EXTRACT >>
SAR benefits of relaxing homogeneity constraints. a) Average global SAR and actual excited profile using RF shimming for various transmit coils configurations at 7T magnetic field strength. The case of uniform concentric profiles considered elsewhere in this work is compared against two smoother target excitation profiles: a bi-dimensional Gaussian curve of amplitude one in the center of the FOV and a bi-dimensional quadratic function with amplitude decreasing from one at the edges to zero in the center. b) Average global SAR and actual excited profile using RF shimming for varying degrees of regularization with a 12-element transmit array at 7T. By increasing the tolerance of the SVD-based inversion in Eq. 23, we can loosen the constraint on profile fidelity in order to improve SAR. SVD tolerance (i.e. the threshold for the smallest singular value considered nonzero and included in the inversion) increases from 10−17 to 10−14 to 10−11 from left to right, and the resulting SAR values for RF shimming are shown above the resulting excited profiles. The radius of the modeled homogeneous sphere is 15 cm for both (a) and (b). The quantities reported are relative measures of SAR and are normalized to the case with the lowest SAR value in (a), which is indicated with an asterisk in the figure.

In order to improve SAR performance, one might also conceive of relaxing the strict constraint of least-squares adherence to the target excitation profile, since in many applications one might well be willing to settle for an approximate match to the target in exchange for improved SAR. This may be accomplished by introducing some degree of regularization into the pseudoinverse of Eq. [34]. Figure 6b shows that when the tolerance of SVD-based inversion (i.e. the smallest singular value considered non-zero) is increased, the resulting global SAR for RF shimming (normalized to the same case as in Figure 6a) becomes smaller, while the shape of the actual excited profile deviates more and more from the desired profile.

Dependency of ξ̃ultimate upon acceleration factor is plotted in Figure 7 for parallel excitations at various magnetic field strengths and for different sample sizes, in the case of a homogenous target excitation profile uniform throughout the FOV (leftmost diagram in Figure 1). Ultimate SAR is generally higher for larger accelerations, although the pattern of growth depends on the size of the sample. The smaller the sphere, the more the SAR growth flattens with increasing acceleration.

PROBLEM SET >>
1 – In the passage on SAR and excitation profiles, what is the radius of the modeled homogeneous sphere?
2 – Rewrite everything from "In order to improve SAR performance, one" down to "the desired profile." in the SAR passage, swapping "regularization" for "damping".
3 – Write the next part of the passage on SAR in parallel excitation, picking up after its final sentence.

DATASET EXCERPT >>
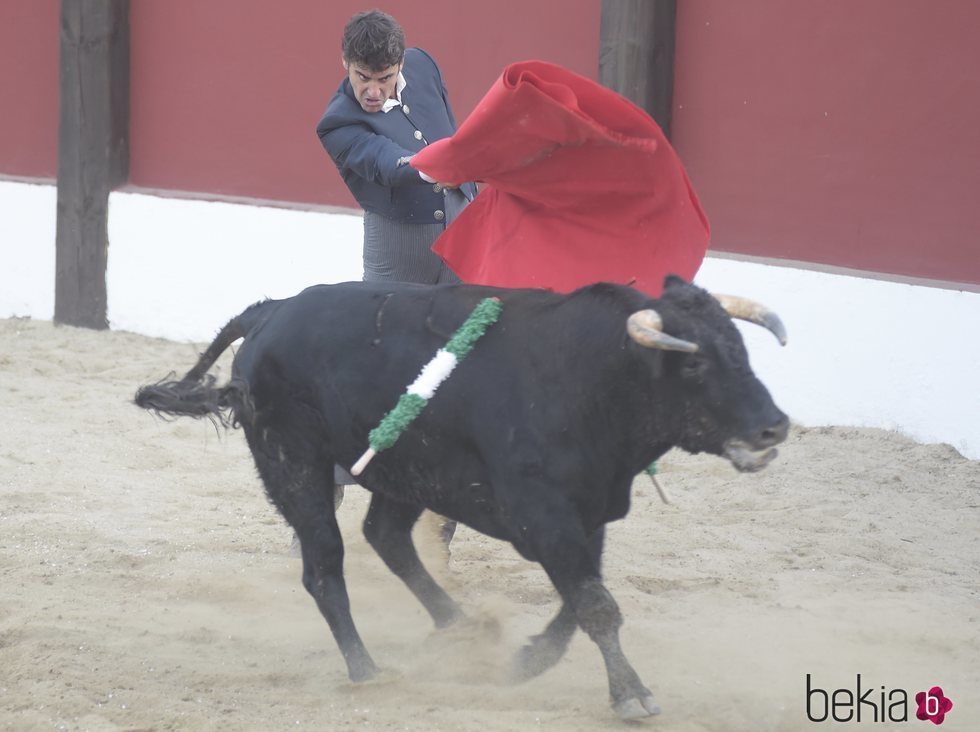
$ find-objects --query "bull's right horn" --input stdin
[626,310,698,353]
[714,295,786,346]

WRITTEN RESPONSES >>
1 – 15 cm

2 –
In order to improve SAR performance, one might also conceive of relaxing the strict constraint of least-squares adherence to the target excitation profile, since in many applications one might well be willing to settle for an approximate match to the target in exchange for improved SAR. This may be accomplished by introducing some degree of damping into the pseudoinverse of Eq. [34]. Figure 6b shows that when the tolerance of SVD-based inversion (i.e. the smallest singular value considered non-zero) is increased, the resulting global SAR for RF shimming (normalized to the same case as in Figure 6a) becomes smaller, while the shape of the actual excited profile deviates more and more from the desired profile.

3 –
Figure 7.

Figure 7

Ultimate intrinsic average global SAR for parallel excitations along a transverse FOV through the center of a homogeneous sphere, as a function of the acceleration factor. Each plot refers to a different size of the modeled sphere and shows the behavior for different values of the main magnetic field strength. A uniform, fully homogeneous concentric excitation profile with radius equal to the radius of the sphere was used in all cases.

In addition to global SAR measures, ultimate intrinsic local SAR resulting from unaccelerated parallel excitation with coefficients optimized for global SAR was also calculated using Eq. [36] as a function of time, for a uniform concentric target excitation profile with radius equal to the radius of the sphere (leftmost diagram in Figure 1). Figure 8 shows the computed local SAR distribution within the FOV during excitation of the center of k-space (i.e. half way through the duration of the pulse) for different values of the main magnetic field and different sizes of the sample. SAR values are normalized to the lowest local SAR in the plot at the top left of the figure (i.e. B0 = 1T, sphere radius = 5cm) and are plotted on a logarithmic scale in order to highlight the behavior in the center of the FOV, where SAR is in general much lower than near the edges. The lower and upper bounds of the colormap were allowed to vary from row to row so that the spatial variation of local SAR could best be appreciated while preserving information about the overall scaling of SAR with field strength. As expected, the spatial distribution of the RF power deposition is affected by the dimension of the sample. In Figure 8 it is possible to appreciate how similar ratios between the wavelength of the incident RF field and the radius of the sphere result in similar distribution patterns, as for example in the case of BO = 11T and sphere radius equal to 15 cm, as compared with BO = 7T and sphere radius equal to 25 cm.

Figure 8.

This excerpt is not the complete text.